##### Données à traiter #####

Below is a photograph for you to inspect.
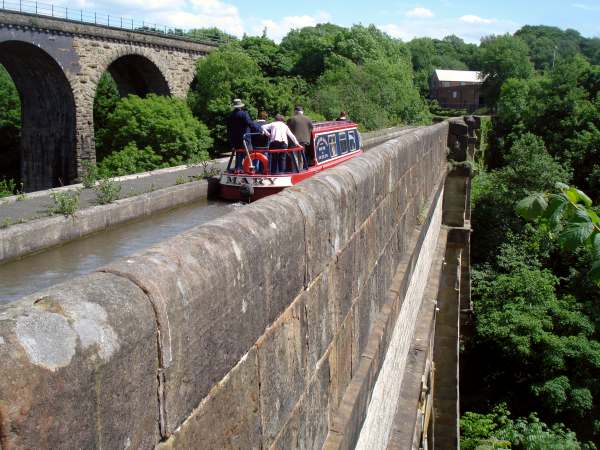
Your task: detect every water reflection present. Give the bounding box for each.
[0,200,240,303]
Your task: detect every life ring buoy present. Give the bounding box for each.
[242,152,269,175]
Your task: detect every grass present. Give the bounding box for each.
[50,190,80,216]
[95,178,121,205]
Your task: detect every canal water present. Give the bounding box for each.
[0,200,239,303]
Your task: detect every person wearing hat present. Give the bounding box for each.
[227,98,262,171]
[262,114,300,173]
[288,105,313,169]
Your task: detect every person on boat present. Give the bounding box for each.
[252,111,269,149]
[263,114,300,173]
[250,111,270,172]
[335,111,348,122]
[288,105,313,170]
[227,98,262,171]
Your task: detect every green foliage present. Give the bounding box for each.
[0,178,17,198]
[81,160,98,189]
[516,183,600,285]
[240,36,292,77]
[471,133,570,262]
[312,56,430,130]
[186,27,237,42]
[94,72,120,160]
[188,45,306,146]
[50,190,80,216]
[99,94,212,174]
[407,36,479,97]
[495,56,600,197]
[0,65,21,180]
[515,25,581,69]
[95,178,121,205]
[98,142,168,177]
[281,23,343,82]
[0,65,21,130]
[479,34,533,105]
[460,404,581,450]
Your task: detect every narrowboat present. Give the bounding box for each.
[219,121,362,201]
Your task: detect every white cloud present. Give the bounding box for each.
[460,14,496,24]
[571,3,600,11]
[406,6,433,19]
[248,11,331,42]
[55,0,245,36]
[378,18,520,43]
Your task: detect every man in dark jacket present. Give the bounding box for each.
[288,106,313,169]
[227,98,261,170]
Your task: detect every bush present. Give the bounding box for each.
[0,178,17,198]
[99,94,213,174]
[460,404,581,450]
[50,190,80,216]
[98,142,168,178]
[96,178,121,205]
[81,161,98,189]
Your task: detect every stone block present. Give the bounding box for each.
[329,313,354,412]
[343,155,377,227]
[271,358,329,450]
[0,274,159,449]
[102,196,306,436]
[328,238,360,327]
[157,348,262,450]
[302,274,337,376]
[257,301,308,448]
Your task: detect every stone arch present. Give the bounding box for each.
[0,40,77,191]
[108,54,171,97]
[92,45,173,97]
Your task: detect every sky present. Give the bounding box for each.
[51,0,600,43]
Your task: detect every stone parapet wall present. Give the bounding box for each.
[0,123,448,450]
[0,10,216,54]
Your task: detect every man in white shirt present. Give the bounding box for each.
[262,114,300,173]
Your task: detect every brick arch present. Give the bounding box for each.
[0,40,77,191]
[90,45,174,97]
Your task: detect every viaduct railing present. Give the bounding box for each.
[0,122,475,450]
[0,0,229,45]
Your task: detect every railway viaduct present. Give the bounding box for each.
[0,10,214,191]
[0,118,477,450]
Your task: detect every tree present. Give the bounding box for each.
[516,183,600,285]
[460,404,581,450]
[312,55,429,130]
[185,27,237,43]
[100,94,212,171]
[479,34,533,106]
[188,46,306,147]
[0,65,21,181]
[281,23,343,82]
[240,36,292,77]
[94,72,121,160]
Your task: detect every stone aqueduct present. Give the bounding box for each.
[0,11,214,191]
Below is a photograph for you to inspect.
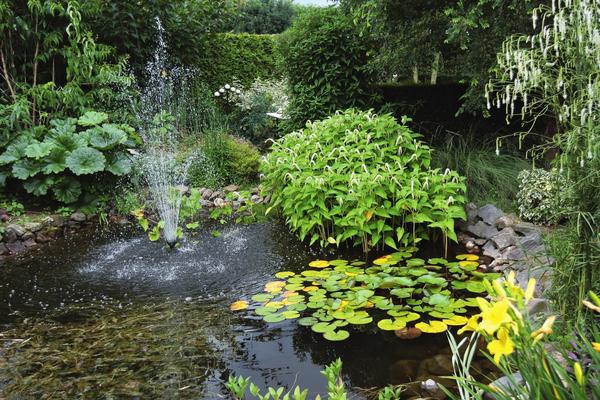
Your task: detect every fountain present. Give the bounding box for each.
[134,17,192,248]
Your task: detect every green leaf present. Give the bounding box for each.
[77,111,108,126]
[66,147,106,175]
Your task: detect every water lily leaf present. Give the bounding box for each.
[311,322,336,333]
[252,293,273,303]
[377,319,406,331]
[275,271,298,283]
[77,111,108,126]
[308,260,329,268]
[254,307,276,317]
[323,329,350,342]
[427,293,450,307]
[442,315,469,326]
[66,147,106,175]
[263,313,285,323]
[281,310,300,319]
[415,321,448,333]
[229,300,248,311]
[106,152,132,176]
[466,281,486,293]
[298,317,319,326]
[52,177,81,204]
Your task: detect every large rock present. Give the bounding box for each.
[477,204,504,225]
[467,221,498,239]
[492,227,517,250]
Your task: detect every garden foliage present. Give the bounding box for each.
[0,111,137,203]
[262,109,465,252]
[279,8,371,129]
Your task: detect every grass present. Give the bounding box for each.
[432,135,531,211]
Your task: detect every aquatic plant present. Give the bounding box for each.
[261,110,465,252]
[231,248,499,341]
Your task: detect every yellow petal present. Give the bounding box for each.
[229,300,248,311]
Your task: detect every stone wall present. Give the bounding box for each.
[0,212,96,258]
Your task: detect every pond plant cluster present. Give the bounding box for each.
[230,252,499,341]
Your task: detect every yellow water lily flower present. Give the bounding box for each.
[531,315,556,343]
[229,300,248,311]
[477,297,512,335]
[487,328,515,364]
[458,314,479,335]
[308,260,329,268]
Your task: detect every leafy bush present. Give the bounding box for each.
[517,168,573,224]
[231,78,289,143]
[0,111,137,203]
[279,7,371,129]
[196,33,280,87]
[188,131,260,188]
[431,135,530,210]
[262,110,465,252]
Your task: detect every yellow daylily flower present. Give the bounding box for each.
[487,328,515,364]
[531,315,556,343]
[477,297,512,335]
[458,315,479,335]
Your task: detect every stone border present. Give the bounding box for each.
[0,212,97,260]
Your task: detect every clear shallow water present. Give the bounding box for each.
[0,223,447,399]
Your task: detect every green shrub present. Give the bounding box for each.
[197,33,280,90]
[0,111,137,203]
[517,168,573,224]
[279,7,371,129]
[431,135,530,211]
[261,110,465,252]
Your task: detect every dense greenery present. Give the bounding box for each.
[195,33,280,90]
[279,8,371,129]
[262,110,465,252]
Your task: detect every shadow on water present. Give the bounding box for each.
[0,223,446,399]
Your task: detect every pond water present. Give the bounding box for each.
[0,223,448,399]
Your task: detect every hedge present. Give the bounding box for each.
[198,33,281,89]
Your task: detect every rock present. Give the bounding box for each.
[213,197,225,208]
[6,241,25,254]
[223,185,240,193]
[527,298,550,317]
[23,222,44,233]
[202,189,213,200]
[250,194,262,204]
[394,327,423,340]
[4,224,26,237]
[23,238,37,248]
[477,204,504,226]
[494,215,515,230]
[21,231,35,241]
[483,241,502,259]
[467,221,498,239]
[71,212,87,222]
[35,232,52,244]
[390,360,420,385]
[483,372,527,399]
[492,227,517,250]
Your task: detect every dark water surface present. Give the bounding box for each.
[0,223,447,399]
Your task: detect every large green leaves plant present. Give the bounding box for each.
[261,110,465,252]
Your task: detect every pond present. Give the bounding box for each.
[0,223,464,399]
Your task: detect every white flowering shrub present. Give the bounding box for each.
[517,168,573,224]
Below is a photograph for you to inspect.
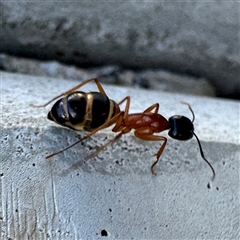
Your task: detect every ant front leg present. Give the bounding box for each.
[134,128,167,175]
[143,103,159,114]
[31,78,106,107]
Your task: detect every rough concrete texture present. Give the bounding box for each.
[0,72,240,240]
[0,0,240,99]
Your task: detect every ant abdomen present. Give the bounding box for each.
[48,91,120,131]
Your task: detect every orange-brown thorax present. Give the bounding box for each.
[123,113,170,133]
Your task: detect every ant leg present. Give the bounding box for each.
[143,103,159,114]
[45,112,123,159]
[134,129,167,175]
[30,78,106,107]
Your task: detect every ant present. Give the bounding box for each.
[35,78,216,180]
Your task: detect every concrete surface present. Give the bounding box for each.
[0,0,240,99]
[0,72,240,240]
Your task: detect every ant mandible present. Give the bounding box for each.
[33,78,216,180]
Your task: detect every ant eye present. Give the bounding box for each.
[168,115,194,140]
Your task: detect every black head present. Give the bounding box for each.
[168,115,194,140]
[168,102,216,180]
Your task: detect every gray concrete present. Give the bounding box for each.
[0,72,240,239]
[0,0,240,99]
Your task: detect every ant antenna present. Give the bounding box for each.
[193,132,216,181]
[180,101,195,123]
[181,102,216,181]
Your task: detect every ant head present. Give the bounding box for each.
[168,115,194,140]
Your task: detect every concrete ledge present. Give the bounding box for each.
[0,72,240,239]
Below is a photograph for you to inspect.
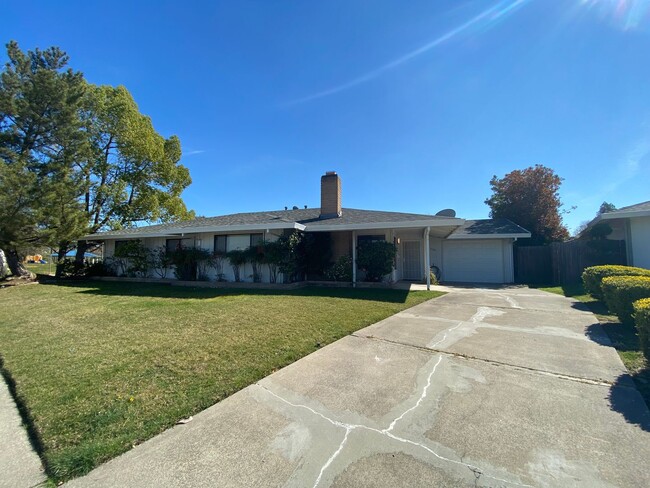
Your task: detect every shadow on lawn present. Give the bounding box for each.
[39,281,420,303]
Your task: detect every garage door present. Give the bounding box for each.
[442,240,506,283]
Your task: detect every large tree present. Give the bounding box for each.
[72,86,194,261]
[485,164,569,245]
[0,42,85,277]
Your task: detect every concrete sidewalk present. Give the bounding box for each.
[68,288,650,487]
[0,377,45,488]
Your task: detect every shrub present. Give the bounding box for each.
[582,265,650,300]
[298,232,332,279]
[325,256,352,281]
[262,241,284,283]
[169,247,212,281]
[113,239,151,277]
[210,251,226,281]
[277,231,304,283]
[357,241,396,281]
[602,276,650,324]
[634,298,650,361]
[244,245,264,283]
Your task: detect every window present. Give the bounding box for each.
[214,236,228,254]
[165,239,183,252]
[357,234,386,246]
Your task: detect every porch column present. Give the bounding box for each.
[389,229,397,283]
[424,227,431,290]
[352,230,357,286]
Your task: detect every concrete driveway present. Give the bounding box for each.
[69,288,650,487]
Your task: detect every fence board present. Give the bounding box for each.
[515,240,627,285]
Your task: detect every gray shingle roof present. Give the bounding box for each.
[452,219,530,239]
[86,208,456,238]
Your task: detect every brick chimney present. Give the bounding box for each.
[320,171,341,219]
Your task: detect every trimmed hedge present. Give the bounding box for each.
[602,276,650,324]
[634,298,650,361]
[582,264,650,300]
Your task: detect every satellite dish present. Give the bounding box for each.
[436,208,456,217]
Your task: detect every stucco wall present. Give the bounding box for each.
[104,231,281,282]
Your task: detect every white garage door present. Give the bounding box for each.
[442,240,506,283]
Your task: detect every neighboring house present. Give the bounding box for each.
[83,172,530,283]
[581,202,650,269]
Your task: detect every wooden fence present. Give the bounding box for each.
[515,240,627,285]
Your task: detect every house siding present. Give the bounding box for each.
[630,217,650,269]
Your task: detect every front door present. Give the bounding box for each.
[402,241,424,281]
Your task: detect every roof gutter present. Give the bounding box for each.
[447,232,530,240]
[80,222,305,241]
[305,218,465,232]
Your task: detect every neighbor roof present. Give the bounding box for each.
[448,219,530,239]
[83,208,464,240]
[600,201,650,219]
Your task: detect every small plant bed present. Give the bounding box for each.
[0,282,441,482]
[541,285,650,408]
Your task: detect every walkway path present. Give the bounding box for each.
[69,288,650,488]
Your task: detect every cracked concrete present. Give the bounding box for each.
[63,288,650,487]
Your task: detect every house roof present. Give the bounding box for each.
[83,208,464,240]
[600,201,650,219]
[578,201,650,237]
[83,208,530,240]
[448,219,530,239]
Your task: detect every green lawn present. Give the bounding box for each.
[0,282,441,481]
[541,285,650,408]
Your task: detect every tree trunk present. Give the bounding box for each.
[0,249,9,280]
[7,249,36,280]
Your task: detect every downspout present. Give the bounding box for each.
[424,227,431,291]
[352,230,357,287]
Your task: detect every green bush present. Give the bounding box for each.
[634,298,650,362]
[357,241,397,281]
[226,249,248,283]
[601,276,650,324]
[582,264,650,300]
[168,247,212,281]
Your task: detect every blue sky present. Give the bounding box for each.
[0,0,650,233]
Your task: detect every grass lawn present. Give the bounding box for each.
[541,285,650,408]
[0,282,441,481]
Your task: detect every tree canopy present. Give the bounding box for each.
[485,164,569,245]
[0,41,193,274]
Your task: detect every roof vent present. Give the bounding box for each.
[436,208,456,217]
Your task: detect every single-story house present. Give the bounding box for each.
[581,201,650,269]
[82,172,530,283]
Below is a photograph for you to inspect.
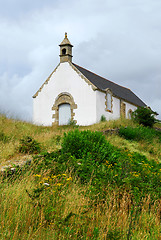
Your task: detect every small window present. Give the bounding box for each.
[106,92,112,112]
[62,48,66,55]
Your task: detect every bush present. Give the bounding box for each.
[19,136,41,154]
[119,126,161,142]
[100,115,106,122]
[119,126,161,142]
[62,130,111,163]
[132,107,158,127]
[0,132,9,143]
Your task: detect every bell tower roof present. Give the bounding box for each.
[59,33,73,47]
[59,33,73,63]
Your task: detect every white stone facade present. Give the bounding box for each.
[33,62,136,126]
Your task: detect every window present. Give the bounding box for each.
[62,48,66,55]
[128,109,132,119]
[105,91,112,112]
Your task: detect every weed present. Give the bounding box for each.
[19,136,41,154]
[100,115,106,122]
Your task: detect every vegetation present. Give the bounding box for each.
[132,107,158,127]
[0,113,161,240]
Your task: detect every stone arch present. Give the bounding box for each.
[52,92,77,125]
[127,109,132,119]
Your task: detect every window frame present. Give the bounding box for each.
[105,89,113,113]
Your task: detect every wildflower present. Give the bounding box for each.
[66,177,72,181]
[44,183,50,186]
[57,183,62,187]
[43,177,49,180]
[51,175,56,178]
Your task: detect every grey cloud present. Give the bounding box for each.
[0,0,161,120]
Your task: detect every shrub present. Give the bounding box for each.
[132,107,158,127]
[119,126,161,142]
[0,132,9,143]
[100,115,106,122]
[62,130,111,163]
[19,136,41,154]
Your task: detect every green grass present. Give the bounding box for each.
[0,116,161,240]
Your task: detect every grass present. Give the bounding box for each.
[0,116,161,240]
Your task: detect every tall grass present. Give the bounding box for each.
[0,116,161,240]
[0,174,161,240]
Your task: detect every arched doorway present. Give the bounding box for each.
[58,103,71,125]
[52,92,77,125]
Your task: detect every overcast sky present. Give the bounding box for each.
[0,0,161,121]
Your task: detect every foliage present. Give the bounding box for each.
[132,107,158,127]
[100,115,106,122]
[0,132,9,143]
[119,126,161,142]
[19,136,41,154]
[0,117,161,240]
[34,130,161,202]
[61,130,111,163]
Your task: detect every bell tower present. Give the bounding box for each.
[59,33,73,63]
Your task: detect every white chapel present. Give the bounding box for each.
[33,33,146,126]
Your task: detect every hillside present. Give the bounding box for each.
[0,115,161,240]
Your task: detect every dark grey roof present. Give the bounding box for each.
[73,63,146,107]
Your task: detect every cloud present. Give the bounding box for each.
[0,0,161,120]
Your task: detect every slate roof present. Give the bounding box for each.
[72,63,146,107]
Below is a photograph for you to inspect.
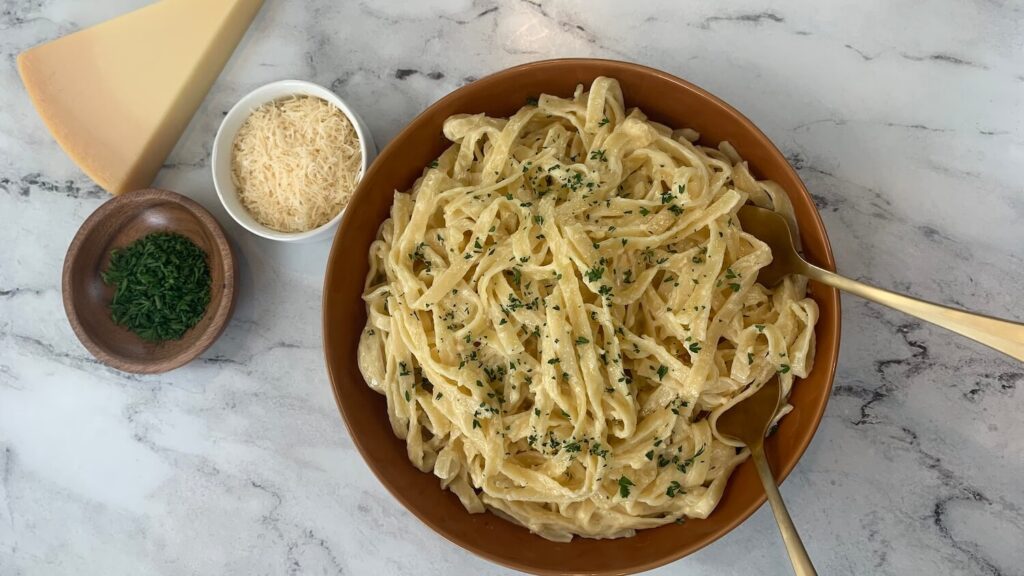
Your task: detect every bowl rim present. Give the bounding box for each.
[322,57,842,576]
[210,79,377,242]
[60,188,238,374]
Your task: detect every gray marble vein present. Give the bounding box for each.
[0,0,1024,576]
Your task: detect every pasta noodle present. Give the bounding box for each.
[358,78,818,541]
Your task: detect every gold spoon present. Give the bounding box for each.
[715,377,818,576]
[738,206,1024,360]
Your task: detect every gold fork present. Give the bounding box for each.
[738,206,1024,360]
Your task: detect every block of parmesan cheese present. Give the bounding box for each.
[17,0,263,194]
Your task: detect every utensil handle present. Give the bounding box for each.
[750,442,818,576]
[806,265,1024,361]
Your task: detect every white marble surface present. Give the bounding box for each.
[0,0,1024,576]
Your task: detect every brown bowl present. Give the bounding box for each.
[61,189,236,374]
[324,59,840,574]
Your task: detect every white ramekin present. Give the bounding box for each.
[211,80,377,242]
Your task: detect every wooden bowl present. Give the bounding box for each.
[60,189,236,374]
[324,59,840,575]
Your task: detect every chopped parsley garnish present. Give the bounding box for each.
[100,232,211,342]
[676,446,706,474]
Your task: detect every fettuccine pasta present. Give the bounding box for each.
[358,78,818,541]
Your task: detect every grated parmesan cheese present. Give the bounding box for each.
[231,96,362,232]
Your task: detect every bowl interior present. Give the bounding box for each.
[324,59,840,574]
[211,80,377,242]
[62,191,234,373]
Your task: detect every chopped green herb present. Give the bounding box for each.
[100,233,210,341]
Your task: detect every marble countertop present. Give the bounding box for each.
[0,0,1024,576]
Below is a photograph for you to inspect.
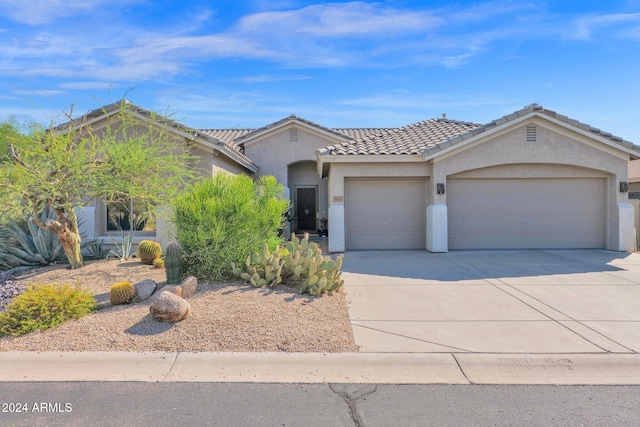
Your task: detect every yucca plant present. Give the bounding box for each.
[0,208,66,271]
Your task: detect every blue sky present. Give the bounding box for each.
[0,0,640,144]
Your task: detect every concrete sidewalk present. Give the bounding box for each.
[0,352,640,385]
[343,250,640,355]
[0,250,640,385]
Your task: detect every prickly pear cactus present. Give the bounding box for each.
[282,234,344,296]
[164,243,183,285]
[138,240,162,265]
[231,243,282,288]
[109,282,136,305]
[231,234,344,296]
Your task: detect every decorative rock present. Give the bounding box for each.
[179,276,198,298]
[149,291,191,322]
[133,279,158,301]
[162,276,198,299]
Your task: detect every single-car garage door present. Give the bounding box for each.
[344,179,425,250]
[447,178,605,249]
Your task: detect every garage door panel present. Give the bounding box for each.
[345,179,425,250]
[447,178,605,249]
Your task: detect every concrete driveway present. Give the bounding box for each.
[343,250,640,354]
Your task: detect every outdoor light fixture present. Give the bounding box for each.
[620,181,629,193]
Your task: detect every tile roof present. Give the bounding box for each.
[422,104,640,156]
[320,119,480,156]
[198,125,384,142]
[628,160,640,182]
[236,114,344,144]
[198,129,254,142]
[333,128,394,139]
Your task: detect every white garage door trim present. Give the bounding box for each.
[345,178,426,250]
[447,178,605,249]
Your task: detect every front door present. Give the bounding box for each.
[296,187,318,233]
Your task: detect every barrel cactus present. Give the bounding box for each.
[164,243,183,285]
[109,282,136,305]
[138,240,162,265]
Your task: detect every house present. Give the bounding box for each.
[75,104,640,252]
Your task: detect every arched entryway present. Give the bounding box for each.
[287,161,327,234]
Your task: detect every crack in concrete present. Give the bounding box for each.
[329,384,378,427]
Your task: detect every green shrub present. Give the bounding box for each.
[0,285,96,336]
[231,234,344,296]
[173,174,289,280]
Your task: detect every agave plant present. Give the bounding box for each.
[0,208,66,271]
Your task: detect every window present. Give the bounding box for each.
[527,126,537,142]
[105,198,156,231]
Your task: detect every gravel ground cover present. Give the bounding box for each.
[0,260,358,352]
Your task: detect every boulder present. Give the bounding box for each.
[133,279,158,301]
[162,276,198,299]
[149,290,191,322]
[178,276,198,298]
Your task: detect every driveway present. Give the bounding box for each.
[343,250,640,354]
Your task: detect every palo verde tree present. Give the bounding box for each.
[0,101,193,268]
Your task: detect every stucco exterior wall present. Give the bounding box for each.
[244,125,335,186]
[429,118,629,250]
[288,161,329,224]
[329,162,432,206]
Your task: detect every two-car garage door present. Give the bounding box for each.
[447,178,605,249]
[345,178,605,250]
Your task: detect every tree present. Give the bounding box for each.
[0,101,193,268]
[0,119,21,163]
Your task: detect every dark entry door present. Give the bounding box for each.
[296,187,318,233]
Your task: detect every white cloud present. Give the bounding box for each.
[567,13,640,40]
[0,0,141,26]
[60,81,118,90]
[0,0,640,84]
[238,2,443,37]
[13,89,64,98]
[232,74,313,83]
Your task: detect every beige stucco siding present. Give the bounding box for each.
[191,146,250,177]
[244,126,335,185]
[329,162,431,206]
[288,162,328,224]
[429,118,629,248]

#####

▶ _Consignes_:
Mets en tableau Markdown les lignes des entrées, du début jusqu'à la ligne contenant « [219,121,362,201] » incluse, avec une colonne « Numéro » pour le rang de chaque ligne et une colonne « Ligne de l'entrée » pour son texte. Laisse de côté les lignes vides et les images.

▶ _Réponse attendue_:
| Numéro | Ligne de l'entrée |
|---|---|
| 1 | Below is a photograph for you to inspect. |
| 2 | Your task: detect every water reflection present. Give the bounding box for each. |
| 3 | [0,200,240,303] |
| 4 | Your task: detect every life ring buoy present. Give the bounding box for each. |
| 5 | [242,152,269,175] |
| 6 | Your task: detect every grass present. Give the bounding box for each. |
| 7 | [50,190,80,216] |
| 8 | [95,178,121,205] |
| 9 | Your task: detect every canal water present. Give the bounding box for each. |
| 10 | [0,200,239,303] |
| 11 | Your task: detect every person wearing hat present. Give the bounding box for each. |
| 12 | [227,98,262,171] |
| 13 | [262,114,300,173] |
| 14 | [288,105,313,169] |
| 15 | Your task: detect every person on boat present. Give the bounding box for each. |
| 16 | [252,111,269,149] |
| 17 | [263,114,300,173] |
| 18 | [250,111,270,172] |
| 19 | [335,111,348,122] |
| 20 | [288,105,313,170] |
| 21 | [227,98,262,171] |
| 22 | Your task: detect every green foliage present. Give the bounding box for each. |
| 23 | [0,178,17,198] |
| 24 | [81,160,98,189] |
| 25 | [516,183,600,285] |
| 26 | [240,36,292,77] |
| 27 | [471,133,570,262] |
| 28 | [312,56,430,130] |
| 29 | [186,27,237,42] |
| 30 | [94,72,120,160] |
| 31 | [188,45,306,146] |
| 32 | [50,190,80,216] |
| 33 | [99,94,212,174] |
| 34 | [407,36,479,97] |
| 35 | [495,56,600,197] |
| 36 | [0,65,21,180] |
| 37 | [515,25,581,69] |
| 38 | [95,178,121,205] |
| 39 | [98,142,168,177] |
| 40 | [281,23,343,82] |
| 41 | [0,65,21,130] |
| 42 | [479,34,533,105] |
| 43 | [460,404,581,450] |
| 44 | Your task: detect every narrowboat present. Give the bounding box for each. |
| 45 | [219,121,362,201] |